**ACTIVITY:** If an entry includes an image, drop the image and copy the rest verbatim.
- Opening Delimiter -
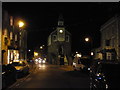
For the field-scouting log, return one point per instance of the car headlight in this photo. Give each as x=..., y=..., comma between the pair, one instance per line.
x=43, y=61
x=106, y=86
x=74, y=63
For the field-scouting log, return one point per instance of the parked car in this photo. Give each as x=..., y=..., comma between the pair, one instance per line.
x=22, y=67
x=8, y=75
x=105, y=75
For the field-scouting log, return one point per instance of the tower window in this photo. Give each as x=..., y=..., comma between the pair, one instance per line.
x=54, y=38
x=67, y=38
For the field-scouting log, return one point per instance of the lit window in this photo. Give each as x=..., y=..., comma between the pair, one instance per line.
x=61, y=31
x=67, y=38
x=11, y=35
x=54, y=37
x=15, y=37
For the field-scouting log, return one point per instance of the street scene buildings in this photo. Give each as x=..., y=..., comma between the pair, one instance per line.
x=110, y=40
x=59, y=45
x=14, y=40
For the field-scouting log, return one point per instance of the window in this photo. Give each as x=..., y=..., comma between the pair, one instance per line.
x=54, y=38
x=67, y=38
x=11, y=35
x=16, y=37
x=107, y=42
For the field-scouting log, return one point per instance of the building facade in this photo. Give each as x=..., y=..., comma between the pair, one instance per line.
x=59, y=45
x=110, y=40
x=10, y=39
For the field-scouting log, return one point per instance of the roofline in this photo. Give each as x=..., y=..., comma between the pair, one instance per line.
x=111, y=20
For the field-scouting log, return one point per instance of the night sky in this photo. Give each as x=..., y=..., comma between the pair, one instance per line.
x=81, y=19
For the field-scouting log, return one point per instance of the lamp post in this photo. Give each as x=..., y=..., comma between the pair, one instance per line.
x=21, y=25
x=88, y=39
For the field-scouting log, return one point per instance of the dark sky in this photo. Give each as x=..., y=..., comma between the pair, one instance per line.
x=81, y=19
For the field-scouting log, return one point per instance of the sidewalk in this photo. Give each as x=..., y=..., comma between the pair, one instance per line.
x=66, y=68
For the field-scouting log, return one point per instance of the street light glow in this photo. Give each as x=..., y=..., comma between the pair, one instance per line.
x=21, y=24
x=92, y=53
x=61, y=31
x=41, y=47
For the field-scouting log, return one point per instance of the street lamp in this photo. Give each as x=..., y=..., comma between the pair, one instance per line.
x=21, y=24
x=41, y=47
x=87, y=39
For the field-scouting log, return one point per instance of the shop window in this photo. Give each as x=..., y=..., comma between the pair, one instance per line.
x=67, y=38
x=107, y=42
x=54, y=38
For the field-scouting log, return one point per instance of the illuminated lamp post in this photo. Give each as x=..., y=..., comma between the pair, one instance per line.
x=21, y=25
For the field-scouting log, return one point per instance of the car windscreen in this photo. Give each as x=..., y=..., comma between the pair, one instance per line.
x=17, y=64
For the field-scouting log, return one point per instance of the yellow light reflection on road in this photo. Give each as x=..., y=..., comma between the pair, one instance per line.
x=41, y=66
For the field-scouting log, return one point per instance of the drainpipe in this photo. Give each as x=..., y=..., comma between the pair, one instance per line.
x=0, y=44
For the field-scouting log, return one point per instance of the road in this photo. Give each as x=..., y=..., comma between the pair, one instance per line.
x=53, y=76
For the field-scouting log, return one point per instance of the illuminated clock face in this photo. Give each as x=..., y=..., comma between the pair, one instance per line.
x=61, y=31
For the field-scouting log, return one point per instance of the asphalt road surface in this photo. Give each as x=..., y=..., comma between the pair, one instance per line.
x=53, y=76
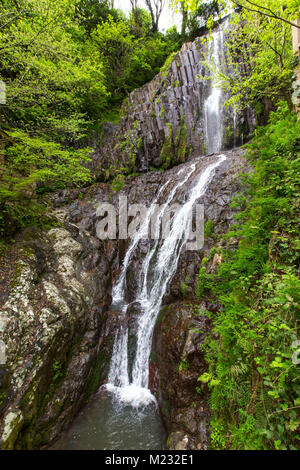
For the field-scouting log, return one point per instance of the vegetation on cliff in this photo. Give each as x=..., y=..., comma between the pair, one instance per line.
x=67, y=65
x=252, y=355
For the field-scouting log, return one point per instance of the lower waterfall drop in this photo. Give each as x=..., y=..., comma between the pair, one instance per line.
x=154, y=280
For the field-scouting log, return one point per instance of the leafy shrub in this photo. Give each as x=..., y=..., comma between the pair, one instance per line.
x=254, y=383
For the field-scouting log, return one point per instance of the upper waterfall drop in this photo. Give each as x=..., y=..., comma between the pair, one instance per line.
x=154, y=277
x=213, y=115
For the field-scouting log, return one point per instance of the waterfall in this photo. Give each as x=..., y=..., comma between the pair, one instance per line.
x=156, y=272
x=213, y=115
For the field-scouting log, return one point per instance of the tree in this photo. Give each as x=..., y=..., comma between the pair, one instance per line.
x=113, y=45
x=260, y=57
x=155, y=8
x=93, y=12
x=269, y=9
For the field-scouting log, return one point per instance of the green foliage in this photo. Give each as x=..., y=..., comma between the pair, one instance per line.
x=260, y=56
x=254, y=383
x=184, y=289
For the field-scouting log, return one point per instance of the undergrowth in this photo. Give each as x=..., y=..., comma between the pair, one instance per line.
x=252, y=354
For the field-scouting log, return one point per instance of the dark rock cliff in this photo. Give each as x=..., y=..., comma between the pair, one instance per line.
x=163, y=122
x=55, y=318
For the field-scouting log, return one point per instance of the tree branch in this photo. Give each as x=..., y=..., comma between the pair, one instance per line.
x=269, y=15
- Closing Delimiter -
**YOUR SOLUTION:**
For the field-scouting log, return one point per instance of the car headlight in this photo. Give each as x=..., y=..., comma between the pair, one instance per line.
x=43, y=61
x=106, y=86
x=74, y=63
For the field-scouting log, return one point per instance of the parked car in this photo. Give each as x=..., y=..., comma between the pair, one instance per line.
x=22, y=67
x=8, y=75
x=105, y=75
For the field-scouting log, return one point per instance of the tower window in this photo. Give each as x=..., y=..., comma between the pair, one instance per line.
x=54, y=38
x=67, y=38
For the field-scouting log, return one point per instance of the lit window in this photo. Give each as x=..., y=..., comma between the pair, one instance per line.
x=61, y=31
x=67, y=38
x=11, y=35
x=54, y=37
x=15, y=37
For the field-scouting log, return one point per instance of the street scene buildings in this photo. Give each as x=..., y=..., comma between the pair, one instance per line.
x=110, y=40
x=59, y=45
x=14, y=40
For the field-scouting log, return one point per instance of the window in this photo. Give each as x=..., y=..., comma between the pair, one instance per line.
x=54, y=38
x=67, y=38
x=11, y=35
x=16, y=37
x=107, y=42
For the field-scouting log, return one point per instance of the building facade in this photo. Give each as x=..., y=..., comma between the pair, one instance per line.
x=59, y=45
x=110, y=40
x=10, y=39
For the field-scouting log, return one point per instance of the roofline in this photo. Give each as x=..., y=..., comma between the pair, one instance per line.
x=111, y=20
For the field-scouting log, return one point per instance of the night sky in this photo. Give each as x=..., y=..., comma between the pair, one instance per line.
x=81, y=19
For the field-scouting log, return one point per instance of the lamp post in this photo. Give each as x=..., y=..., comma between the pair, one instance per line.
x=21, y=25
x=88, y=39
For the field-scouting log, return one point per instance of the dark sky in this photo. Give each as x=..., y=..., comma between the pair, one instance per line.
x=81, y=19
For the field-scouting log, return one point per instance of the sidewalk in this photo. Give each as x=..., y=..., comma between the pair, one instance per line.
x=66, y=68
For the field-scouting log, return one point per instance of the street light glow in this photo. Give each as x=..., y=..., comma between the pair, one instance per line.
x=21, y=24
x=92, y=53
x=61, y=31
x=41, y=47
For the field-scouting log, return one point per instance of the street lamp in this photo. Give each as x=..., y=..., comma between the pair, one instance per line.
x=21, y=24
x=41, y=47
x=87, y=39
For the field-scouting log, return one point per instance of the shop window in this photo. Give each as x=..., y=..., comma between the pair, one instance per line.
x=67, y=38
x=107, y=42
x=54, y=38
For the field-scouting log, return one point per instance of the illuminated lamp post in this photo. Give each as x=..., y=..., comma between the pair, one instance per line.
x=21, y=25
For the field-scouting log, return one point per instance of the car windscreen in this photo. Give each as x=..., y=..., comma between the pair, one instance per line.
x=17, y=64
For the field-scouting log, return one point per instance of the yellow light reflection on road in this photo. Give each as x=..., y=..., comma between the pair, one instance per line.
x=41, y=66
For the field-scouting log, return one point per instance of the drainpipe in this photo. Give each as x=..., y=..., comma between the pair, one instance per line.
x=0, y=44
For the field-scouting log, return one point per instance of the road in this photo. Give each as x=..., y=..., comma between the pair, one instance per line.
x=53, y=76
For the field-scouting log, return one point per instance of the illuminated clock face in this photo. Give each as x=..., y=..., comma between the pair, one instance per line.
x=61, y=31
For the field-scouting log, return one point per instance of the asphalt road surface in this photo. Give each as x=..., y=..., comma between the pair, one instance per line.
x=53, y=76
For the field-scouting log, return one point per instance of the vegetation on cliff in this photo. Give each as x=..., y=..., comma between the pair, one instance per line.
x=67, y=65
x=252, y=355
For the field-scouting log, return one point per instance of the lower waterfall drop in this photo. Give each as x=..., y=..., comma between the pair, one instance per line.
x=154, y=280
For the field-scouting log, return one point per instance of the leafy shrub in this photo. Give each as x=..., y=..., comma between the pair, one instance per line.
x=254, y=383
For the field-scouting log, return one point per instance of the upper waterfall drop in this photo. Give each as x=..., y=..., comma between the pair, one instance per line.
x=154, y=277
x=213, y=115
For the field-scouting log, return one point per instance of the waterfall in this photo. Give each as x=..., y=..., comma between the pair, one instance per line.
x=156, y=272
x=213, y=115
For the field-scouting log, return one point per instance of the tree in this photo. Give each as x=..., y=..., comma between the pair, one instance per line.
x=113, y=45
x=260, y=57
x=155, y=8
x=93, y=12
x=269, y=9
For the field-scouting log, return one point per instance of the green foliage in this photo. Give each as x=..., y=..., comma between the pair, one instance per line.
x=260, y=56
x=254, y=383
x=184, y=289
For the field-scouting log, return one point per instance of the undergrowth in this photo. Give each as x=..., y=..., comma between the pair, one instance per line.
x=252, y=354
For the field-scouting log, return one point per instance of the dark rock cliff in this photo. Give each as x=..., y=..., comma between the pair, one instance per line.
x=163, y=122
x=55, y=318
For the field-scouting log, return one point per instance of the tree branch in this photo. Give each as x=..., y=..., comma between the pair, one instance per line.
x=269, y=15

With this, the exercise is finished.